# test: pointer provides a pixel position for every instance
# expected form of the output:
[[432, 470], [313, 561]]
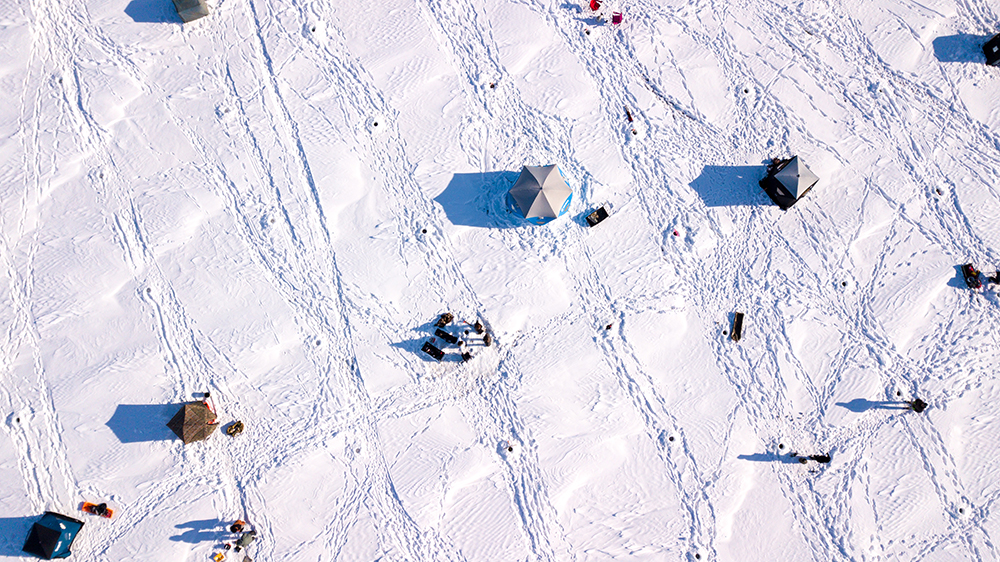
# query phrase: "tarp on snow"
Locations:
[[190, 10], [194, 422], [787, 182], [541, 193], [52, 536]]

Requirements:
Reproduce the data above, swapping "snow" for "ice" and leaving everything else unchanged. Omit the pictures from your answer.

Response below:
# test: pointer provides a pixel position for every instance
# expected form of the output:
[[432, 470], [313, 561]]
# query phrase: "tarp on ice"
Locations:
[[190, 10], [194, 422], [787, 182], [541, 193], [52, 536]]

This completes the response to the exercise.